Complete the following →
A – Answer these questions about the Fortran tooling thread, one line each:
(i) What output does the project idea for nastran-95 propose adding?
(ii) Which tool is described as both a pre-processor that did some basic refactoring and a tool that did indenting?
(iii) Who implemented and extended COCO?
B – Update the Fortran tooling thread from the words "I know there" through the words "that as well." by replacing "open source" with "free", and write out that updated part.

Extract →
Here is an idea for a project but it might be beyond the scope of a GSoC project. I think its time for the fortran-lang community to start a companion project similar to stdlib (under the control of fortran-lang) to develop either a single refactoring tool or a suite of tools for translating FORTRAN (<= F77) to Fortran 90 plus free format. At a minimum, the tool or tools should do the following.
I’m sure I could think of a couple more but this would be my minimum requirement list. I’m not naive enough (having refactored 10s of thousands of lines of code over the last 25 years) to believe that you can produce a tool that will handle 100% of the above but if you can get a reliable 90% of cases before you have to hand edit changes then that would be a big plus for the community. I guess the question is how to implement this. Based on @certik prior comments on LFortran’s refactoring abilities, that would be a good place to start. The first 3 items in my list are really not that hard (I have my own code and a collection of sed and bash scripts that I put together about 25 years ago that do a good job on these). At a minimum, I would like to see something that could be used as a pre-processor in fpm or VS etc or have its own standalone GUI.
I know there are other excellent tools like fpt that can already do this but I would like a open source community driven refactoring tool or tools as an alternative
just my 2 cents
True refactoring in the realm of fpt/spag/Lfortran would be nice, but another unresolved issue along with formatting and refactoring is preprocessing. Something more stand-alone might address that as well.
Considering a number of preprocessors that are around and yet how cpp/fpp still dominates a fpp look-alike written in Fortran that did conversion between fixed and free-format and indenting and case would seem more obtainable with the resources allowed for a GSOC project and there is prior art to draw on. COCO as implemented (and extended) by D. Nagle is in Fortran, but one that really comes close to the non-factoring goals listed is f90ppr. It is/was both a pre-processor and did some basic refactoring and did indenting as well. It is under the GNU license I think.It is in Fortran, and has preprocessing directives similar to cpp/fpp. The Fortran Wiki has links to at least one site for it. That might be a good model and would produce a Fortran-based cpp/fpp command that perhaps would fit the goals of the Standards committee for a standard-supported pre-processor as well. have not used f90ppr heavily enough to declare how robust it is but the features it purports and the list you created have a good deal in common.
A project idea: add vtk output for nastran-95, so it could be postprocessed with paraview.
Hello
While I may not have been able to continue working on my project, Fig, and the plotting framework since last summer due to being busy with my studies, I think it would be nice to include them in this year’s ideas list. This way, someone who finds them interesting might want to continue working on them, especially the plotting framework, which still needs a lot of work.

Data excerpts →
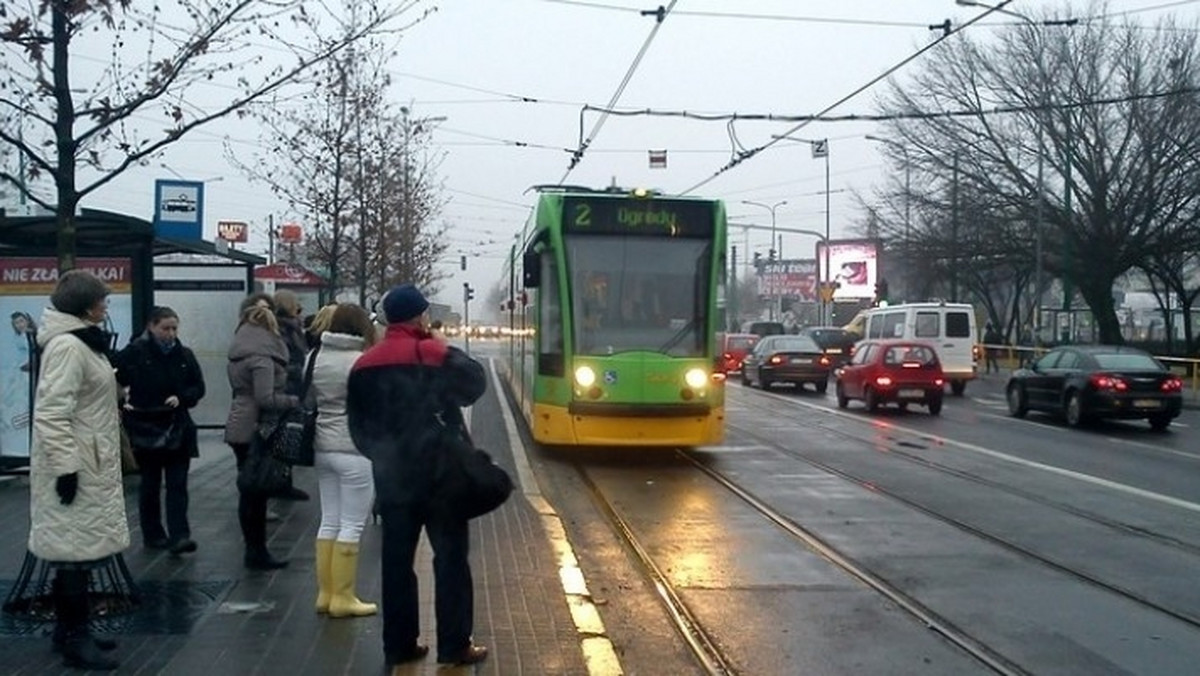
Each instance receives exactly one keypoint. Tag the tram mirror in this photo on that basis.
(532, 273)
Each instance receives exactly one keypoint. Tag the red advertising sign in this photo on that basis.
(37, 276)
(789, 279)
(291, 233)
(286, 274)
(233, 231)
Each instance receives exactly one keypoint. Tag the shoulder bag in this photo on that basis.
(292, 438)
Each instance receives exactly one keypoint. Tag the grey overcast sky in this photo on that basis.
(510, 78)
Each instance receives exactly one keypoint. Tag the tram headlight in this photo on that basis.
(696, 378)
(585, 376)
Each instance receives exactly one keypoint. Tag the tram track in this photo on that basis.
(1017, 548)
(705, 648)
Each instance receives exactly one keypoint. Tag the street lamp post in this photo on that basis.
(774, 286)
(1044, 105)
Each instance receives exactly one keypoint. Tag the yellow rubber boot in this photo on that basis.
(343, 603)
(324, 574)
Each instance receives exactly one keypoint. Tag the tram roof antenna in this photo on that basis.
(561, 187)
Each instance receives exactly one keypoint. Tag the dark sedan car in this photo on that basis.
(786, 359)
(1084, 383)
(837, 342)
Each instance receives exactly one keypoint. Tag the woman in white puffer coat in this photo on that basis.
(343, 474)
(77, 503)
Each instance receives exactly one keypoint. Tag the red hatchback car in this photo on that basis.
(892, 371)
(735, 348)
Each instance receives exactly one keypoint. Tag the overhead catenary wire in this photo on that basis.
(739, 157)
(660, 17)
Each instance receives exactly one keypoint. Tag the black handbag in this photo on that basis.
(292, 438)
(467, 482)
(154, 429)
(262, 473)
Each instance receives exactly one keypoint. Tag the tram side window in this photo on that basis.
(550, 313)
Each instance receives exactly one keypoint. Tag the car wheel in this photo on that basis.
(1074, 408)
(1018, 404)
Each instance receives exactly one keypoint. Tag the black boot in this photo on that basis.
(79, 650)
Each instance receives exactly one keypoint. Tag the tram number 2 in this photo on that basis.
(582, 215)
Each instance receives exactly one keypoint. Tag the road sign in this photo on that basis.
(233, 231)
(291, 233)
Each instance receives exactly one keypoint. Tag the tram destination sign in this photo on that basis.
(646, 217)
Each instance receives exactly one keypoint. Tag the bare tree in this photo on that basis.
(1102, 99)
(162, 60)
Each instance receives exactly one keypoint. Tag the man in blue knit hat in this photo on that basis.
(402, 393)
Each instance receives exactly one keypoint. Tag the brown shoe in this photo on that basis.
(469, 654)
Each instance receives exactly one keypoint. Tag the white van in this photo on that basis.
(948, 327)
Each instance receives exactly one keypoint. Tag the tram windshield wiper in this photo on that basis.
(678, 336)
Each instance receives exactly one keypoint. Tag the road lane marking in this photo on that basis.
(1007, 458)
(599, 653)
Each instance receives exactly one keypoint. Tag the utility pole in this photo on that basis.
(467, 294)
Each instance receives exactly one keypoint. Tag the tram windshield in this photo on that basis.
(639, 293)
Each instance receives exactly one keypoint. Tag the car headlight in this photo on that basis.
(585, 376)
(695, 378)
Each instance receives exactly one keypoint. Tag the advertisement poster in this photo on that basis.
(25, 286)
(855, 265)
(789, 279)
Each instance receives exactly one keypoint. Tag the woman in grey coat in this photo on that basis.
(258, 375)
(77, 504)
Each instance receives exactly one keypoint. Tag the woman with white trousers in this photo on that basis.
(343, 474)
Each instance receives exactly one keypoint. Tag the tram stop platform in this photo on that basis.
(204, 614)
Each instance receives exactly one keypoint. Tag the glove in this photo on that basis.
(67, 485)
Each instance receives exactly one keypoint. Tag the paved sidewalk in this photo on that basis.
(204, 614)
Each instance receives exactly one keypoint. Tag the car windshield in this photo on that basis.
(795, 344)
(832, 336)
(739, 344)
(1126, 362)
(636, 293)
(910, 354)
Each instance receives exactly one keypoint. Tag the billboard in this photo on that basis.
(789, 279)
(855, 265)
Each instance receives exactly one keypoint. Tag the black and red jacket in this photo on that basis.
(401, 393)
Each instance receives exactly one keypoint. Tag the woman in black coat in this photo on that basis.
(163, 382)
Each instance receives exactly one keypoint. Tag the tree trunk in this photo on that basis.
(1098, 294)
(64, 138)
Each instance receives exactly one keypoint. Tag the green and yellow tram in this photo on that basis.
(615, 301)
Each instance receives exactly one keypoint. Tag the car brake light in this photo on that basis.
(1105, 382)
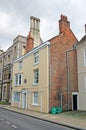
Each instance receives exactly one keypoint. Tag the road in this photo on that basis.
(13, 121)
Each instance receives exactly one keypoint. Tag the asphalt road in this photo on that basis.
(10, 121)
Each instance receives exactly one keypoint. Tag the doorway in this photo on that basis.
(24, 99)
(74, 101)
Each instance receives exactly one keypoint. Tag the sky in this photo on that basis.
(15, 18)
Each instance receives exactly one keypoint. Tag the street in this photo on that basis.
(10, 120)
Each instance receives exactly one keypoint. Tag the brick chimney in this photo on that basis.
(64, 24)
(29, 43)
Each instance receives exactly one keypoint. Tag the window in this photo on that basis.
(85, 84)
(36, 76)
(36, 57)
(16, 97)
(85, 57)
(18, 79)
(20, 65)
(35, 98)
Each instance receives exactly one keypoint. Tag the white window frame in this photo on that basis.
(85, 57)
(18, 79)
(36, 76)
(20, 65)
(36, 57)
(16, 97)
(35, 99)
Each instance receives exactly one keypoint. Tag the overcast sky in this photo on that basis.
(15, 18)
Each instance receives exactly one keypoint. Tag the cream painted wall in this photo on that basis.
(81, 75)
(28, 73)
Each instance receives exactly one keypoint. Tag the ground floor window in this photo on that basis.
(35, 98)
(16, 97)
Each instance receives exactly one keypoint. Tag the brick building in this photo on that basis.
(63, 68)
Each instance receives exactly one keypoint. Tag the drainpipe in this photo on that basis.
(68, 75)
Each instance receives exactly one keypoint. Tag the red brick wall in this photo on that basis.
(58, 68)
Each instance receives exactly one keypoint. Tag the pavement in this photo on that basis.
(60, 119)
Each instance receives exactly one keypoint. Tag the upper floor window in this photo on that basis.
(36, 76)
(85, 84)
(35, 98)
(36, 57)
(85, 57)
(20, 65)
(18, 79)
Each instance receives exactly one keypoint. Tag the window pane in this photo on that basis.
(19, 79)
(36, 76)
(16, 97)
(16, 80)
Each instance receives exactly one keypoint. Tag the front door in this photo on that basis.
(74, 102)
(24, 99)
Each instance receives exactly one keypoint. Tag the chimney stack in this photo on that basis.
(64, 24)
(85, 29)
(29, 43)
(35, 30)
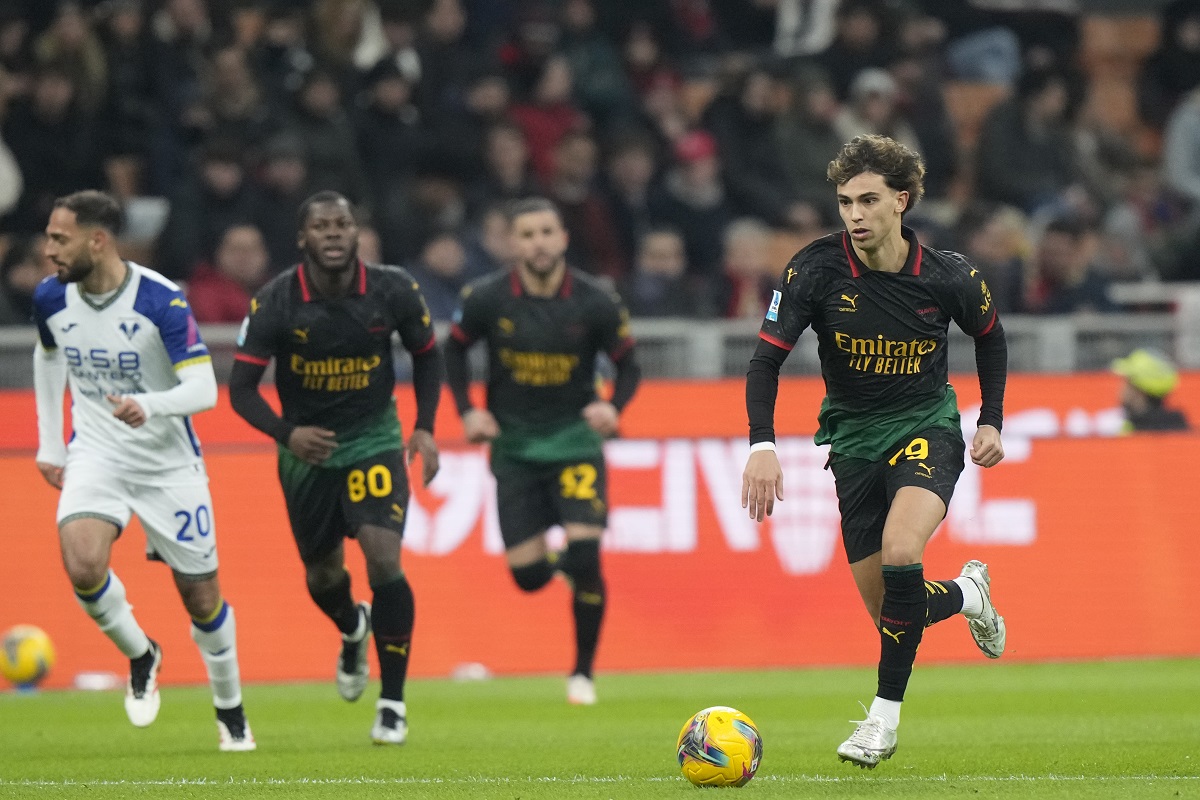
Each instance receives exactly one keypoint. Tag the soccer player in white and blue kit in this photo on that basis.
(124, 340)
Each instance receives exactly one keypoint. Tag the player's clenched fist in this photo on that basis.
(987, 449)
(127, 410)
(601, 417)
(480, 426)
(312, 444)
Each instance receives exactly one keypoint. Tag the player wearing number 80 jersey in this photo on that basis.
(880, 305)
(328, 323)
(125, 341)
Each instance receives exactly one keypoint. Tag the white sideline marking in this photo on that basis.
(615, 779)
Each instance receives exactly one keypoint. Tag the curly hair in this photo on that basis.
(900, 167)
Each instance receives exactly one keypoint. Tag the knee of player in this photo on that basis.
(87, 572)
(202, 597)
(323, 576)
(532, 577)
(382, 572)
(581, 560)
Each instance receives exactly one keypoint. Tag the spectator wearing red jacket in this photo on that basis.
(221, 292)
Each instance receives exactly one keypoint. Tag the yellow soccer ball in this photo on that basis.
(27, 655)
(719, 746)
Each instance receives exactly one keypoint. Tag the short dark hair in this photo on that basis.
(93, 208)
(531, 205)
(324, 196)
(901, 168)
(1073, 226)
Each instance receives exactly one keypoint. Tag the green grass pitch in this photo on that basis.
(1110, 729)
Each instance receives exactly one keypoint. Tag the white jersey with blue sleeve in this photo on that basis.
(143, 342)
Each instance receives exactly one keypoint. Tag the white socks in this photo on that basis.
(887, 710)
(114, 615)
(972, 599)
(217, 641)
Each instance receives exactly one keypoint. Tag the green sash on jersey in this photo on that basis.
(375, 435)
(575, 439)
(871, 434)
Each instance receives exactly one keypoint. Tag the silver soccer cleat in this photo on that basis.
(391, 722)
(871, 743)
(988, 629)
(142, 699)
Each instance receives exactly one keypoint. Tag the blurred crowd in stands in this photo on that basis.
(685, 140)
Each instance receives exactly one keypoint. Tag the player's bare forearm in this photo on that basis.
(421, 444)
(250, 404)
(762, 483)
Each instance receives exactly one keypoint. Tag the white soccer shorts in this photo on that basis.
(175, 510)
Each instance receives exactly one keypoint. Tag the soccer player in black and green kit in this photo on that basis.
(544, 324)
(328, 323)
(881, 304)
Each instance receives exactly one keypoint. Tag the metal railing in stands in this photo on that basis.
(678, 348)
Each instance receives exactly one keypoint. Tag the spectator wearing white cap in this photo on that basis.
(873, 109)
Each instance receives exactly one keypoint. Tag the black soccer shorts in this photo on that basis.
(534, 495)
(328, 505)
(931, 459)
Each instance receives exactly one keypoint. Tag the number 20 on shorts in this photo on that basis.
(916, 450)
(376, 482)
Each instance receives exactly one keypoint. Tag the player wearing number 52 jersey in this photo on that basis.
(328, 324)
(544, 324)
(880, 305)
(124, 340)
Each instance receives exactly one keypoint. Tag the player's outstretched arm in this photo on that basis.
(762, 481)
(251, 405)
(991, 361)
(427, 388)
(478, 425)
(604, 416)
(49, 383)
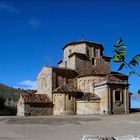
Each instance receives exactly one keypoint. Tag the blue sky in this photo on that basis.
(33, 32)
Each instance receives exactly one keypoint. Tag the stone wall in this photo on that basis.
(44, 82)
(61, 77)
(88, 107)
(38, 109)
(64, 104)
(120, 106)
(86, 83)
(102, 92)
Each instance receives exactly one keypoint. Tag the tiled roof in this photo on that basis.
(35, 98)
(66, 89)
(97, 45)
(89, 96)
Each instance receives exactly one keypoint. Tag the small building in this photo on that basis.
(34, 105)
(83, 83)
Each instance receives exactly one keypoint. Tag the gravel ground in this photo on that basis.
(68, 127)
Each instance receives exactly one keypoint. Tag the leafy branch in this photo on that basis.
(120, 55)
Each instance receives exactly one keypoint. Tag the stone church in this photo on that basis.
(83, 83)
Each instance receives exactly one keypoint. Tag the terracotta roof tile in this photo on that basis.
(66, 89)
(35, 98)
(97, 45)
(89, 96)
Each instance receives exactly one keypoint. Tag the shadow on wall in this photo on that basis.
(135, 110)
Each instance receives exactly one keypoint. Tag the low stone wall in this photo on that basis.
(88, 107)
(127, 137)
(38, 109)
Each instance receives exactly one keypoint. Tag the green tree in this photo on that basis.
(120, 55)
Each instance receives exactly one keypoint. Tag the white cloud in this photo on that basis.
(6, 6)
(35, 23)
(27, 84)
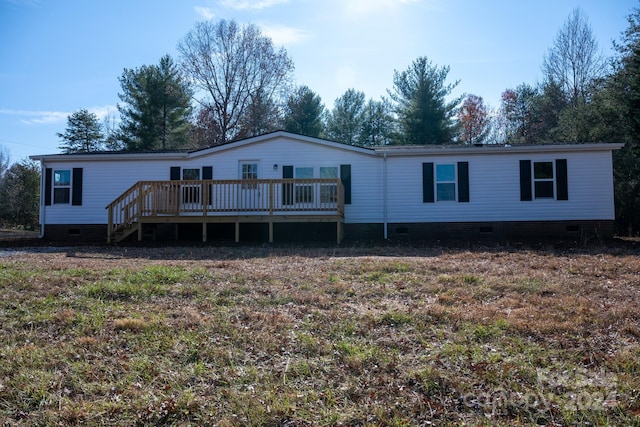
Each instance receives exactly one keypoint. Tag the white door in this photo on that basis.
(249, 194)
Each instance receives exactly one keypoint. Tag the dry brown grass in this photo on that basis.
(314, 336)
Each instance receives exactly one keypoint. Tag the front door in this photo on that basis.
(249, 194)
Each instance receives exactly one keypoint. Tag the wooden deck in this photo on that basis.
(226, 201)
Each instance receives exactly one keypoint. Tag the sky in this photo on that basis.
(60, 56)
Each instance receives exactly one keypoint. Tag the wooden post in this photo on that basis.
(110, 225)
(205, 202)
(139, 213)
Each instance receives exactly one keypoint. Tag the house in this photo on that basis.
(280, 184)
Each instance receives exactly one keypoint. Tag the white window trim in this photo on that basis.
(436, 182)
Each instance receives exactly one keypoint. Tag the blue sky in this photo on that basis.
(58, 56)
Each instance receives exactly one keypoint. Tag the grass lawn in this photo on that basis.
(262, 336)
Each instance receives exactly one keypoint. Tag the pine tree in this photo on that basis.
(83, 133)
(424, 115)
(156, 107)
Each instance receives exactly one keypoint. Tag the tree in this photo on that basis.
(232, 65)
(517, 115)
(303, 113)
(83, 133)
(574, 61)
(474, 120)
(262, 116)
(378, 124)
(111, 132)
(624, 89)
(4, 161)
(156, 107)
(19, 191)
(420, 92)
(344, 123)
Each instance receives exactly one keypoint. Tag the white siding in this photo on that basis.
(494, 189)
(105, 180)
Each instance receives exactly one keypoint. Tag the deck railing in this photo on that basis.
(226, 197)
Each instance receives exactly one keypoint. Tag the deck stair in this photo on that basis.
(225, 201)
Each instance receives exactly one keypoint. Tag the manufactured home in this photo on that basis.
(281, 186)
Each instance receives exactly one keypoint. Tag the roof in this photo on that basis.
(391, 150)
(434, 150)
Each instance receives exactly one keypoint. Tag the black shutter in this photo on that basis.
(76, 189)
(345, 177)
(463, 181)
(207, 173)
(175, 173)
(428, 194)
(562, 185)
(48, 184)
(287, 189)
(525, 180)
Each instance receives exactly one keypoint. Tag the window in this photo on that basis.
(543, 182)
(62, 186)
(190, 193)
(304, 192)
(446, 182)
(329, 192)
(190, 174)
(249, 171)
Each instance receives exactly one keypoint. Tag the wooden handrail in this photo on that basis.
(225, 197)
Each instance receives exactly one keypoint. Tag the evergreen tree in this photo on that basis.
(624, 89)
(378, 124)
(156, 107)
(344, 123)
(303, 113)
(420, 92)
(83, 133)
(233, 65)
(19, 193)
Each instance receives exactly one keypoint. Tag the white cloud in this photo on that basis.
(37, 117)
(346, 77)
(356, 7)
(206, 12)
(53, 117)
(250, 4)
(283, 35)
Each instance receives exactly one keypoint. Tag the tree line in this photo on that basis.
(230, 82)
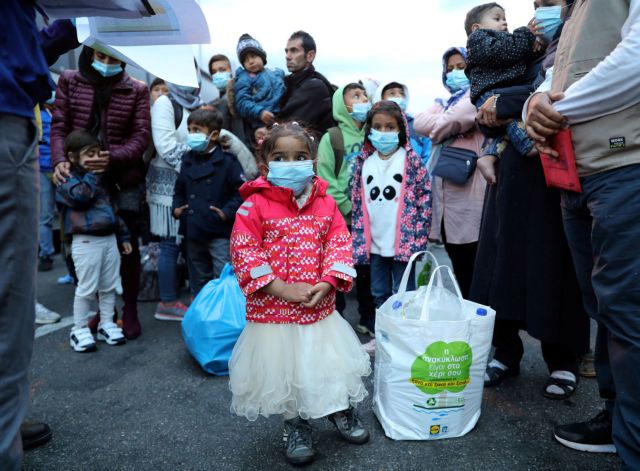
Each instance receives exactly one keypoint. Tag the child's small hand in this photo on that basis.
(297, 292)
(487, 166)
(317, 292)
(219, 212)
(267, 117)
(178, 211)
(536, 27)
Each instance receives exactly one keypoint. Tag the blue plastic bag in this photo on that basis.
(214, 321)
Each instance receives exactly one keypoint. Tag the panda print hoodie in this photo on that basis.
(391, 203)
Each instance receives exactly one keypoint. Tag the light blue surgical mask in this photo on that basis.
(197, 141)
(385, 142)
(293, 175)
(106, 70)
(401, 101)
(457, 80)
(550, 18)
(221, 79)
(360, 111)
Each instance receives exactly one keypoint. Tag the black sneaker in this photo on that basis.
(349, 426)
(298, 441)
(594, 435)
(45, 264)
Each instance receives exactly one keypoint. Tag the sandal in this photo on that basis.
(497, 375)
(567, 386)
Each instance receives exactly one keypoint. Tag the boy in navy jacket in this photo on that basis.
(206, 198)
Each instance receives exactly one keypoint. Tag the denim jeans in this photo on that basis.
(168, 269)
(18, 256)
(386, 274)
(603, 230)
(47, 215)
(206, 259)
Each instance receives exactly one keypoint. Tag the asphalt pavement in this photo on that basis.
(147, 405)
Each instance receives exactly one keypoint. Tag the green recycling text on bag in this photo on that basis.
(431, 353)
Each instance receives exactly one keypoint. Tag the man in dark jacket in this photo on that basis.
(308, 93)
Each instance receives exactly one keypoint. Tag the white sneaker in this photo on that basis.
(110, 332)
(370, 347)
(81, 340)
(45, 316)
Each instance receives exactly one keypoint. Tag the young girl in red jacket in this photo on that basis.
(291, 251)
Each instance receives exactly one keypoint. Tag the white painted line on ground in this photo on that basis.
(48, 328)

The replies →
A –
(i) vtk output, so it could be postprocessed with paraview
(ii) f90ppr
(iii) D. Nagle

B –
I know there are other excellent tools like fpt that can already do this but I would like a free community driven refactoring tool or tools as an alternative
just my 2 cents
True refactoring in the realm of fpt/spag/Lfortran would be nice, but another unresolved issue along with formatting and refactoring is preprocessing. Something more stand-alone might address that as well.